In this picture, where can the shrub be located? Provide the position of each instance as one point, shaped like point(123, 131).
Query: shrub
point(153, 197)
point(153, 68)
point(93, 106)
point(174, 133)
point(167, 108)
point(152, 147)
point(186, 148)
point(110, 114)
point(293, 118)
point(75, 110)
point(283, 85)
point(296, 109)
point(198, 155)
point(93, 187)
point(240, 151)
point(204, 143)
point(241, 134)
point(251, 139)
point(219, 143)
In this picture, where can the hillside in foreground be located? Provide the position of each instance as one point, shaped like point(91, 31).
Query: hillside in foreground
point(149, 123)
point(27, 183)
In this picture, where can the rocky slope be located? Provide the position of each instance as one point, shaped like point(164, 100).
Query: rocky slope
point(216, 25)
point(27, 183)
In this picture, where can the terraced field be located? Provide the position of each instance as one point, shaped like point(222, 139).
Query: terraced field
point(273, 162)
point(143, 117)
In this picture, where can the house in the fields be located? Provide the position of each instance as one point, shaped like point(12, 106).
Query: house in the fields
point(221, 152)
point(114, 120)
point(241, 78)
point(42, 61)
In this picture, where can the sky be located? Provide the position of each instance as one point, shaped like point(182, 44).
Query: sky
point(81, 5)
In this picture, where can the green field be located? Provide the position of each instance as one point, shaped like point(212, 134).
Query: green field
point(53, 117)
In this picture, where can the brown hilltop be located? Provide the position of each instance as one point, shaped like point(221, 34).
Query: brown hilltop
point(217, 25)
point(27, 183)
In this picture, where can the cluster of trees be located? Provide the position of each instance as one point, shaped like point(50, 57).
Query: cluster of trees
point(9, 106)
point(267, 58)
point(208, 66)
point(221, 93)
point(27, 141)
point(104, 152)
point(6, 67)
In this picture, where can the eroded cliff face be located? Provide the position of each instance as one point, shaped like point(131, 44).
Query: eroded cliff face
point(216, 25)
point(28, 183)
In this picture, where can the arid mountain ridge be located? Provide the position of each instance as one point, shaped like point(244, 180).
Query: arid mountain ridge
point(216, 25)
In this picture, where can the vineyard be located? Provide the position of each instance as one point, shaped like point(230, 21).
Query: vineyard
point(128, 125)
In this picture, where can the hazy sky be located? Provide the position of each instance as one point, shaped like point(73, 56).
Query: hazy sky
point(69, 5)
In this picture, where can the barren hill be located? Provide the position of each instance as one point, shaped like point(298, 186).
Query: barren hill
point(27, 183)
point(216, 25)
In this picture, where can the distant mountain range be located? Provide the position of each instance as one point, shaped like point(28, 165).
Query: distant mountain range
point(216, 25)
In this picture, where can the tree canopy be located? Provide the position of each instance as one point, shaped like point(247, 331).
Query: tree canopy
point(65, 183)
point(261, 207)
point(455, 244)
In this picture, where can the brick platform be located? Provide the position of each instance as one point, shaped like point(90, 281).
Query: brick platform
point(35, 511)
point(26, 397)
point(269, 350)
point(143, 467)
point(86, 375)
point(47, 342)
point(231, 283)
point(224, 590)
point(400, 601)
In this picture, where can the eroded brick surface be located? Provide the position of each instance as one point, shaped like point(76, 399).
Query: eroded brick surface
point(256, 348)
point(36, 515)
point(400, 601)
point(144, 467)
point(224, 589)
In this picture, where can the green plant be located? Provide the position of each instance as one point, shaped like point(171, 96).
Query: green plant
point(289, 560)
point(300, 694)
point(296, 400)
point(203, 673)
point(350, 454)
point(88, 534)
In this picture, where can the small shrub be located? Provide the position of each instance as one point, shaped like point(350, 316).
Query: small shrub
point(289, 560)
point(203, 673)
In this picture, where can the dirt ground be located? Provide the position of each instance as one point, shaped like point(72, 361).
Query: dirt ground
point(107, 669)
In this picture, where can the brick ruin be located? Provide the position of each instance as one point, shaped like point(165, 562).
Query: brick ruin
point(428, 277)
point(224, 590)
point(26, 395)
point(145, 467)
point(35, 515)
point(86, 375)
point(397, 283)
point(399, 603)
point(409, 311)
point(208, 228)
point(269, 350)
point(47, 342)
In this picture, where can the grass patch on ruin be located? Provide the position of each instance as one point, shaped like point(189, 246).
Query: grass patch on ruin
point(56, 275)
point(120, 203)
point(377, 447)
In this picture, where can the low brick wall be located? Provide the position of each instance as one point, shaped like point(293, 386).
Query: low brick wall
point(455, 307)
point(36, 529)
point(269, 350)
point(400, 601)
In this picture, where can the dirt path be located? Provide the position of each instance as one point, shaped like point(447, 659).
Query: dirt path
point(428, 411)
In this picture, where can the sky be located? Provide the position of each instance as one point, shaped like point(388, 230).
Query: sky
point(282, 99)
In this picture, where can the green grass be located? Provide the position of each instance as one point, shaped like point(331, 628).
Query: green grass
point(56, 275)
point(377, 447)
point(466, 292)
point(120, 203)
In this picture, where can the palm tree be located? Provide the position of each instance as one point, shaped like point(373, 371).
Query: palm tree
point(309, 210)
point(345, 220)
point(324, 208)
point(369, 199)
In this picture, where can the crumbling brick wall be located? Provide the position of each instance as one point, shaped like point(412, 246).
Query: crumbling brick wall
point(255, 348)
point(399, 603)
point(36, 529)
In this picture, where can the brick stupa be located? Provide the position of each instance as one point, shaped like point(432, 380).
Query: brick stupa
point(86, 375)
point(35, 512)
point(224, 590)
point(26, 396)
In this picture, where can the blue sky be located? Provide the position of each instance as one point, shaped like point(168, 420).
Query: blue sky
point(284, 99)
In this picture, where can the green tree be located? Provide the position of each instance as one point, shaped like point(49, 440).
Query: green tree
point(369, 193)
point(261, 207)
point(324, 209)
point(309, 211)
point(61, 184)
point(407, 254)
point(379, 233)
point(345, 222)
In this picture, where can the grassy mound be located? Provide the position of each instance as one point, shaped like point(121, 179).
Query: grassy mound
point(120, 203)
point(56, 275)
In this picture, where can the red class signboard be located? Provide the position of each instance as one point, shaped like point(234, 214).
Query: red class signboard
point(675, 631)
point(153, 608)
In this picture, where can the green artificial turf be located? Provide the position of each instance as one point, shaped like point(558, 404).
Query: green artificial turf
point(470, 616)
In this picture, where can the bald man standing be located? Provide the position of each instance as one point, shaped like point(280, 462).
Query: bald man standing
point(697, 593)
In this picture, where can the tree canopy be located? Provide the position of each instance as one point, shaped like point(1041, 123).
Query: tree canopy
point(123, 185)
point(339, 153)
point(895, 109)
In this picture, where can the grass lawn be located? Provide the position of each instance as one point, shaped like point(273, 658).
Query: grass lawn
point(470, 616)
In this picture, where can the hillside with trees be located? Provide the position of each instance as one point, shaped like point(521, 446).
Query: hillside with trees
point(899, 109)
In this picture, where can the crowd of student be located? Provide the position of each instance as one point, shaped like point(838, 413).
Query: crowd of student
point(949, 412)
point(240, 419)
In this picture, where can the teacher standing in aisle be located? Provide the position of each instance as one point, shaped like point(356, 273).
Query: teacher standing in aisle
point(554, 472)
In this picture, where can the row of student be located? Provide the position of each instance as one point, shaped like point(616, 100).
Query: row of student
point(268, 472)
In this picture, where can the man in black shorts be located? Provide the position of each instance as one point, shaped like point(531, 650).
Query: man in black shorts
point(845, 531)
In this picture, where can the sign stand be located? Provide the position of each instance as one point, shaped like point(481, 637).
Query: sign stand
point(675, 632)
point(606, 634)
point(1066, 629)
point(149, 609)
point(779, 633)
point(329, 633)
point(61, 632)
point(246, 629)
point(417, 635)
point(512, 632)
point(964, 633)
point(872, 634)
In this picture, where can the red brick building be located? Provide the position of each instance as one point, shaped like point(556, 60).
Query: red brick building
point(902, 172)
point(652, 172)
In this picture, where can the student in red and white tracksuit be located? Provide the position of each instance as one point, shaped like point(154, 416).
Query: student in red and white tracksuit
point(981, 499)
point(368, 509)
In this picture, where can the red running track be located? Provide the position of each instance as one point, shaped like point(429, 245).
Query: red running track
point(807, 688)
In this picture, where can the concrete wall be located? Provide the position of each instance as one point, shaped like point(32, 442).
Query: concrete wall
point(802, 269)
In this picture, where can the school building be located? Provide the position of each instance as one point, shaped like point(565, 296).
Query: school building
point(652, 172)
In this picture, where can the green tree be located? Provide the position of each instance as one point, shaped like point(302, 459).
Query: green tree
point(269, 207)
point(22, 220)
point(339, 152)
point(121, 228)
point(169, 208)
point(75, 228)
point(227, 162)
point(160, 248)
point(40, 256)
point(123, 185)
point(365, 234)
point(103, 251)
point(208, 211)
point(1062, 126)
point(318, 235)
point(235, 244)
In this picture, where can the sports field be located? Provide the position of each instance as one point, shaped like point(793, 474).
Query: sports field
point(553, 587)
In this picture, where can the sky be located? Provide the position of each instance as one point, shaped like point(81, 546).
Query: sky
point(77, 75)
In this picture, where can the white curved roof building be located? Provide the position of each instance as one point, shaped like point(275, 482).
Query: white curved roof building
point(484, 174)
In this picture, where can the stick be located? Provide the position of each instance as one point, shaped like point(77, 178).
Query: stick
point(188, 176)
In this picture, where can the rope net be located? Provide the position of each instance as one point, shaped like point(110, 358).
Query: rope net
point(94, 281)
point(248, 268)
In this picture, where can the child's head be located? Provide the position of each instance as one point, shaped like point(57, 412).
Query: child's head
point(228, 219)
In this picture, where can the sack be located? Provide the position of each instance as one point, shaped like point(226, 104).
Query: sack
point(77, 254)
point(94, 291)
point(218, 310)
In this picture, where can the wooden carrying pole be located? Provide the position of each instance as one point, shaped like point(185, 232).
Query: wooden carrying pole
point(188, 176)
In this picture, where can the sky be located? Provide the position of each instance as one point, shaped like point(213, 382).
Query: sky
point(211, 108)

■ **Exercise prompt**: Quote the listing above, but only from the line that shows "Query: cluster of trees" through the line that shows "In this picture, where can the arid".

■ **Task solution**:
Query: cluster of trees
point(9, 106)
point(267, 58)
point(208, 66)
point(221, 93)
point(27, 141)
point(104, 152)
point(6, 67)
In this picture, where can the eroded cliff face be located? Provide the position of each instance as one point, shaped like point(131, 44).
Query: eroded cliff face
point(216, 25)
point(28, 183)
In this picture, where can the arid mountain ridge be located? Provide the position of each instance as one point, shaped like point(244, 180).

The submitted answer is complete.